§ Work instructions:
1. According to the piece on favorite holiday memories, what does the family do right after eating on Thanksgiving?
2. From the piece on favorite holiday memories, quote the passage starting at "As I think about" and ending at "favorite as well.".
3. Continue the piece on favorite holiday memories from where it stops.

------ Given passage

Thanksgiving and Christmas are two of my favorite holidays. It is a wonderful time of the year! Yet, it can be very stressful and expensive. Some of my favorite holiday memories and moments were those that did not involve stress or extravagance.
As I think about past holiday seasons, I remember tons of free (or very inexpensive) activities I participated in. I have many memories of sledding with family, building snowmen, shoveling the neighbors driveway, and building snow forts to have snowball fights.
I participated in caroling in the neighborhood quite often with my church group. It was so much fun to carol to widows or lonely people, they loved it. Our church groups would often go skating in outdoor skating arenas and drank hot chocolate afterward. I love ice skating outdoors in the crisp cold air!
My family and I often drive around with Christmas music playing in the car and look at the lights. Making cookies with the family at home while it is snowing outside is a favorite as well.
On Thanksgiving we always eat together (everyone brings a dish or two) and then after we eat we go around in a circle and take turns listing one or two things that we are grateful for. This is my favorite Thanksgiving tradition.

------------
------ Records shown

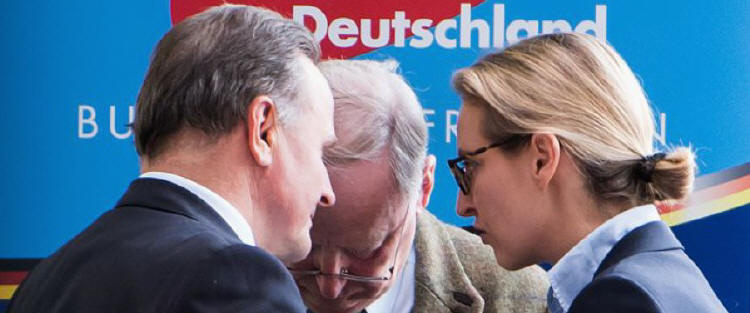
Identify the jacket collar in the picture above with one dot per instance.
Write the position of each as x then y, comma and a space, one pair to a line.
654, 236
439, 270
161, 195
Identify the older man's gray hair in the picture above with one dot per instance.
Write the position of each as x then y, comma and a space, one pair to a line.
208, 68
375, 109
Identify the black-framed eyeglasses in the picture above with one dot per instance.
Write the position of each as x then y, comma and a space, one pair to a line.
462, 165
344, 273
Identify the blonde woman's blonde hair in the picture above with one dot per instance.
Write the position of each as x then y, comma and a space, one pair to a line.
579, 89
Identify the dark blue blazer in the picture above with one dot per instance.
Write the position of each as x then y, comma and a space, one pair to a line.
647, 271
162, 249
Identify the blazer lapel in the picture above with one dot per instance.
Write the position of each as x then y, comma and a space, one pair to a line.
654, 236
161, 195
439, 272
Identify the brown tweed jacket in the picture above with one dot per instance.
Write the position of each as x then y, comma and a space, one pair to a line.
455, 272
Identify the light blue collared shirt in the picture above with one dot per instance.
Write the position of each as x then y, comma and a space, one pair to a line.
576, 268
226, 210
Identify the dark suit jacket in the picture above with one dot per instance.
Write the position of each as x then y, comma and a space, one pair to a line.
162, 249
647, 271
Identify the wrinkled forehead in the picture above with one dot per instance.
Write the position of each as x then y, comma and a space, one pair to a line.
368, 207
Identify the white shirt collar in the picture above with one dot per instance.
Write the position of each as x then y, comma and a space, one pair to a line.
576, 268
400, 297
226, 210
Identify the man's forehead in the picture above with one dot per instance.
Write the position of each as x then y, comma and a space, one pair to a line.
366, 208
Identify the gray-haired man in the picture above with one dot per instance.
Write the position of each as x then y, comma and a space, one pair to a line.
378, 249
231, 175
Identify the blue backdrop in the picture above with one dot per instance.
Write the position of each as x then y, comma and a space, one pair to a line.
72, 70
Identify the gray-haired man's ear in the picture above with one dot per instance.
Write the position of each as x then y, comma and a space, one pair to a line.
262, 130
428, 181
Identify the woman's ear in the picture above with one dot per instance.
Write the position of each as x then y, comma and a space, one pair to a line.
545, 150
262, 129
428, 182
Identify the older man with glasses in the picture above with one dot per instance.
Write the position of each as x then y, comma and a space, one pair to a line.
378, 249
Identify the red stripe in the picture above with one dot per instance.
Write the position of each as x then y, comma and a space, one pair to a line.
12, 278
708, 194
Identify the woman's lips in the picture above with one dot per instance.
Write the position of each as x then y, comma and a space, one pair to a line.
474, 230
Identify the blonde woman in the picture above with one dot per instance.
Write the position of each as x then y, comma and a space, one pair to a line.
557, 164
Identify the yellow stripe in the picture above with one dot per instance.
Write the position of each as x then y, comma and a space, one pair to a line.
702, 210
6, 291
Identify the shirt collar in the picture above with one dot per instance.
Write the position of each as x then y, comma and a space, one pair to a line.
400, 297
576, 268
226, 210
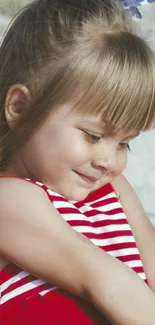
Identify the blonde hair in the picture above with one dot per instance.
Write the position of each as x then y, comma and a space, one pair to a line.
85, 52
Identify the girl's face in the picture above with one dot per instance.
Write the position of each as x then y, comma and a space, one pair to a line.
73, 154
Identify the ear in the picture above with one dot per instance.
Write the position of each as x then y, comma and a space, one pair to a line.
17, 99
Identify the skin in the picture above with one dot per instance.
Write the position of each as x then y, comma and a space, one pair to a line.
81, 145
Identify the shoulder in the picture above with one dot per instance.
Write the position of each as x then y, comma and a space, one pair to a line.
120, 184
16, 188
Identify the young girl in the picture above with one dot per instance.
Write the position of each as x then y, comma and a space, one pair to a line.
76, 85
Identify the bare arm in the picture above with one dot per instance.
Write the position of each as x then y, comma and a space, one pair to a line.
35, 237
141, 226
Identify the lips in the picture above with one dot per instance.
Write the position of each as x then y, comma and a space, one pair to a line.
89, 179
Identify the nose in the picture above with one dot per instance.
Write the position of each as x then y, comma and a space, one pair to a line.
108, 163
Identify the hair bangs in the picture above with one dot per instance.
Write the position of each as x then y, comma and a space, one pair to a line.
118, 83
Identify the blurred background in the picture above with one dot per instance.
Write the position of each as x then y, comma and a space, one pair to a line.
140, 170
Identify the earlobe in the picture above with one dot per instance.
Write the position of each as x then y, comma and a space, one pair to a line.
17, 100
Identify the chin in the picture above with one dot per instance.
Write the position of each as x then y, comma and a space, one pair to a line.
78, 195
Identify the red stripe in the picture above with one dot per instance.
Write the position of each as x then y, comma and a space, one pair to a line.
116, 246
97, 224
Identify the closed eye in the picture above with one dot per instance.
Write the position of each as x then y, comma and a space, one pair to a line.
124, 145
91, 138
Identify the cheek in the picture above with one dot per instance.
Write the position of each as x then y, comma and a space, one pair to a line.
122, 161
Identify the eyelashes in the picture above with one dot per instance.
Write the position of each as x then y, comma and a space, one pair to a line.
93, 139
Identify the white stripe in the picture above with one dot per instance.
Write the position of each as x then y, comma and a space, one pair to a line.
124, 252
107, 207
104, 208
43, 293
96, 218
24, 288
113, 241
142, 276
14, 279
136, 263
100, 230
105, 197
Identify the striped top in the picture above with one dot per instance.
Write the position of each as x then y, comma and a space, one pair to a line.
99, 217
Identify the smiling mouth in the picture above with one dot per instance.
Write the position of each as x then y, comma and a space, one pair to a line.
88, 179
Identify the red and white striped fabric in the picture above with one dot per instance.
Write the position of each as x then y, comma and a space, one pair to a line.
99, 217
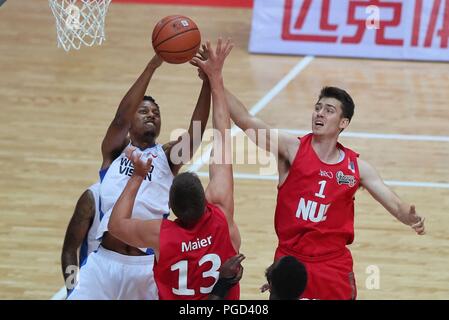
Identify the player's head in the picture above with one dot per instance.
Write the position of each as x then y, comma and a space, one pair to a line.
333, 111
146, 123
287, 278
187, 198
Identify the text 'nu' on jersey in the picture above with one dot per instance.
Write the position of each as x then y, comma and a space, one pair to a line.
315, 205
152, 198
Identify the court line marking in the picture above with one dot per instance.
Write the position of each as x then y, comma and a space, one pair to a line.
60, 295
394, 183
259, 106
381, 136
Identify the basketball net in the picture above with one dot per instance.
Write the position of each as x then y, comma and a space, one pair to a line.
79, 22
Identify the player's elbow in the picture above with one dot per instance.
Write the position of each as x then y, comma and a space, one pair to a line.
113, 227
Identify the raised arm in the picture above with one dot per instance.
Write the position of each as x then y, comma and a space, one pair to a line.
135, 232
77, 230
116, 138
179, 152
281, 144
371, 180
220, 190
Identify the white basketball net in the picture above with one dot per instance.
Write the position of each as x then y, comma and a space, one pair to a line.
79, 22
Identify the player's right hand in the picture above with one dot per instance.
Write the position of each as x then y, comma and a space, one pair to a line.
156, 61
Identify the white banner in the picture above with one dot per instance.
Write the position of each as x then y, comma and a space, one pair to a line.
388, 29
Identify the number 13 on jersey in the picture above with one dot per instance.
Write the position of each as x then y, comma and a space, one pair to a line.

------------
------ Records shown

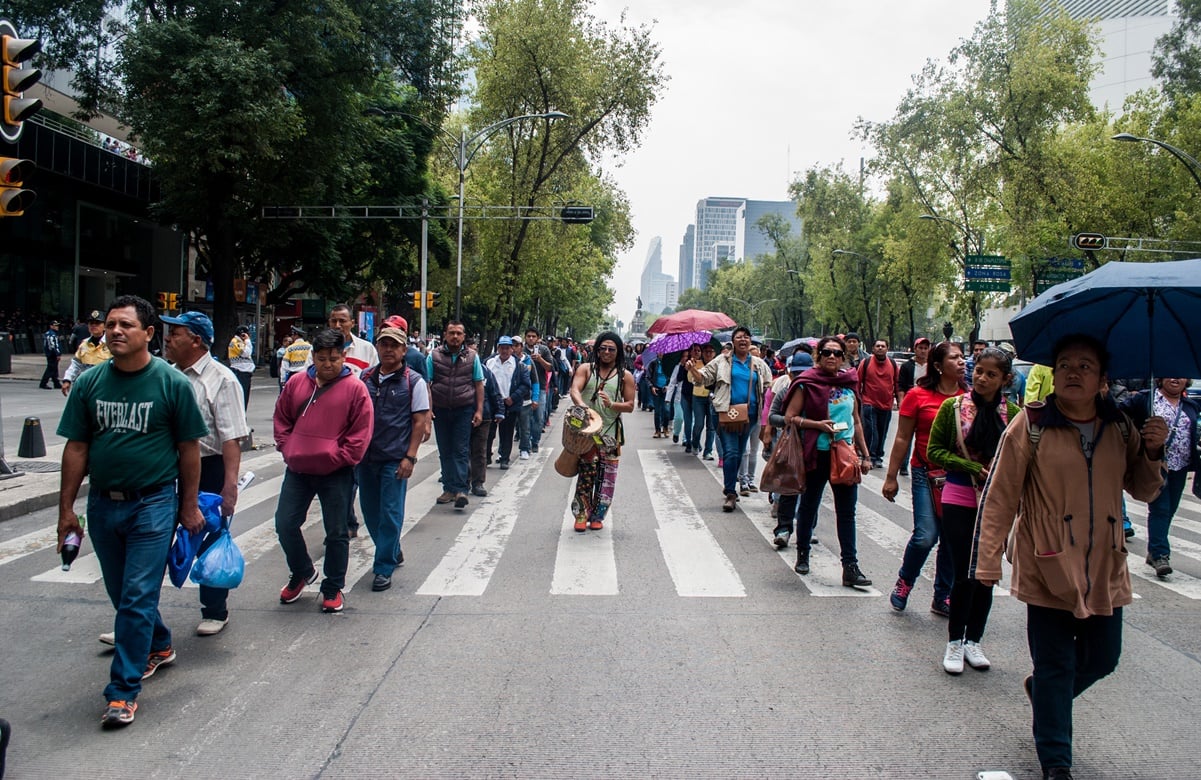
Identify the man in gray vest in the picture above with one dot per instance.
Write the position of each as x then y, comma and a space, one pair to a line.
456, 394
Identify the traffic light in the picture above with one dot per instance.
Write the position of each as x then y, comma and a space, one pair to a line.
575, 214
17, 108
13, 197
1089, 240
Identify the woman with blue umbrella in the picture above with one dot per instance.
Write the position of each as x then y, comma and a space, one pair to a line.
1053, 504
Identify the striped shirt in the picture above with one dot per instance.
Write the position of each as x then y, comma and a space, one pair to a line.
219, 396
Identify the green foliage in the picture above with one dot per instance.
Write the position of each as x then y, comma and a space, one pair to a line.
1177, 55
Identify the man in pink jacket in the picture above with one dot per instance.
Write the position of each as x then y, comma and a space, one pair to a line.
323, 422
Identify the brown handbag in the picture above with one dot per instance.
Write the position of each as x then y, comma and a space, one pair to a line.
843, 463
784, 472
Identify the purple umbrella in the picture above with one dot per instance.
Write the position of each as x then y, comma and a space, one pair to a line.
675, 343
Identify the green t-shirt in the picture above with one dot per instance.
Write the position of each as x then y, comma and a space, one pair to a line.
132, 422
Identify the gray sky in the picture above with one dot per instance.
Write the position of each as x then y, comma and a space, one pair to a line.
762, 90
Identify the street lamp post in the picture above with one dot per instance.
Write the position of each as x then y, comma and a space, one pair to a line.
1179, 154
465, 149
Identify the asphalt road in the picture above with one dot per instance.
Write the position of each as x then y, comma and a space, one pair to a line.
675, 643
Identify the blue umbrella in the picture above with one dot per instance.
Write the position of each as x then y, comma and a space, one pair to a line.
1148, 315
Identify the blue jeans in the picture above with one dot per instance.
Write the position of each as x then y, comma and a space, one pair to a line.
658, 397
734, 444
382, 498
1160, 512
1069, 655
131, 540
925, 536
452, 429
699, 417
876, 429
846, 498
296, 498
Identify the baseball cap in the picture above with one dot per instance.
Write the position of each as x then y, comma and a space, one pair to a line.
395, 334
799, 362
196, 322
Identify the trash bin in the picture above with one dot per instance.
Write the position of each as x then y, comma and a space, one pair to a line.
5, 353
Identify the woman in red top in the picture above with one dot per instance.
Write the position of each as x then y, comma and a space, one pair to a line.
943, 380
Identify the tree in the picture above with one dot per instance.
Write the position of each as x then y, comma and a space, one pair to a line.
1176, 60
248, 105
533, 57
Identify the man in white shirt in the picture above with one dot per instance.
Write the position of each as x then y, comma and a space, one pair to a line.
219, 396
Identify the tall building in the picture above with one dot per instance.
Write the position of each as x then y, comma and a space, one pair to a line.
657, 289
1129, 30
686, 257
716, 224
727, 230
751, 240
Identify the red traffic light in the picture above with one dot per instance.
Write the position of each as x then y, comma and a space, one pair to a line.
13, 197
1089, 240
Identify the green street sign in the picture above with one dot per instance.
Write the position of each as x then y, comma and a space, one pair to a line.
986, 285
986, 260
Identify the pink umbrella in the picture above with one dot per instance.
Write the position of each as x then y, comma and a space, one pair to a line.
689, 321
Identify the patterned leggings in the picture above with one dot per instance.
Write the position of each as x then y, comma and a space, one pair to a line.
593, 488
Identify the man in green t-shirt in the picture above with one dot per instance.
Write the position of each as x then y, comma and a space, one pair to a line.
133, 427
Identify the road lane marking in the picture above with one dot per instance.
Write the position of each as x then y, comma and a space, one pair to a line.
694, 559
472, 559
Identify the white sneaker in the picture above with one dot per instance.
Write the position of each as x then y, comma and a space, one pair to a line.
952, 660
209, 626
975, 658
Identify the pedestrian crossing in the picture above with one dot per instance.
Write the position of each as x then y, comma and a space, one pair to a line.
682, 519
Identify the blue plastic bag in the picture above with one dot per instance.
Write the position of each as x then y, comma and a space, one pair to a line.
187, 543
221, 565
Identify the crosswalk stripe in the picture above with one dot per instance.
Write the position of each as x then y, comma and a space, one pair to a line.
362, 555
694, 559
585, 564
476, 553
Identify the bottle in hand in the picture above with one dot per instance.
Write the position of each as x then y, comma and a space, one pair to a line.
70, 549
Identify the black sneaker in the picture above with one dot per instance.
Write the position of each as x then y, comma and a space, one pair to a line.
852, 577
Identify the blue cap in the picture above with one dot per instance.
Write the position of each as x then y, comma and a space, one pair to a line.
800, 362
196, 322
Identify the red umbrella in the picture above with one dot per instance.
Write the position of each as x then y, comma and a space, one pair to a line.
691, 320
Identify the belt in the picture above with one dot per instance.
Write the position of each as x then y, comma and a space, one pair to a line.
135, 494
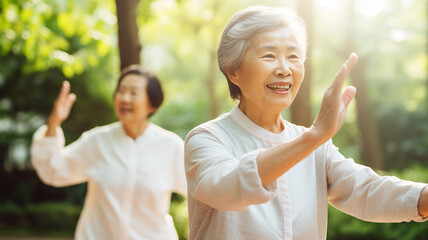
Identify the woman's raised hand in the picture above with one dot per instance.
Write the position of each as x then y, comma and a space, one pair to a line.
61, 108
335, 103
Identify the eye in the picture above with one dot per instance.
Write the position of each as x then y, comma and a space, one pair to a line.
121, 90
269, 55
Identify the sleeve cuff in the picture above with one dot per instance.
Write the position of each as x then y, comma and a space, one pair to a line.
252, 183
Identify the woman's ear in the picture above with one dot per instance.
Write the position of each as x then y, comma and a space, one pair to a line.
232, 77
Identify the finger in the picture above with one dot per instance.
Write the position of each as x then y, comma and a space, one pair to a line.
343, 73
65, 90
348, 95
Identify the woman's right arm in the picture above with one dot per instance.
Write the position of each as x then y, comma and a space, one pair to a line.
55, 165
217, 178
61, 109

------------

§ Answer list:
1. They go around in a circle and take turns listing one or two things they are grateful for.

2.
As I think about past holiday seasons, I remember tons of free (or very inexpensive) activities I participated in. I have many memories of sledding with family, building snowmen, shoveling the neighbors driveway, and building snow forts to have snowball fights.
I participated in caroling in the neighborhood quite often with my church group. It was so much fun to carol to widows or lonely people, they loved it. Our church groups would often go skating in outdoor skating arenas and drank hot chocolate afterward. I love ice skating outdoors in the crisp cold air!
My family and I often drive around with Christmas music playing in the car and look at the lights. Making cookies with the family at home while it is snowing outside is a favorite as well.

3.
Other favorite memories during the holidays are doing the ’12 Days of Christmas’ for lonely neighbors, buying gifts for the needy and donating them anonymously for programs like ‘Sub for Santa’. Recently, I have started contributing to the Festival of Trees (local charity for a Children’s hospital) which has been a fun addition to our festivities as well.
A long-standing and well-loved Christmas Eve tradition is when we gather with the extended family and the kids dress up as characters from the Christmas Story (wise men, shepherds, sheep, angels, etc.) and we read from Luke as the kids act it out. Free download of the Script and costume list are available here.
Most of my cherished holiday memories do not have to do with what I received, more had to do with activities shared with people who mean a lot to me, and the times I’ve served others.
My unfavorite holiday memories are when I get completely stressed, worrying about perfectionism, anxious about the budget, stressing about ‘extras’ that really do not matter in the long run, etc. Stress really does put a damper on the holidays.
So what I’ve come to realize, is that planning a few months or even weeks in advance is really a great way to combat these less-than-favorite experiences and feelings.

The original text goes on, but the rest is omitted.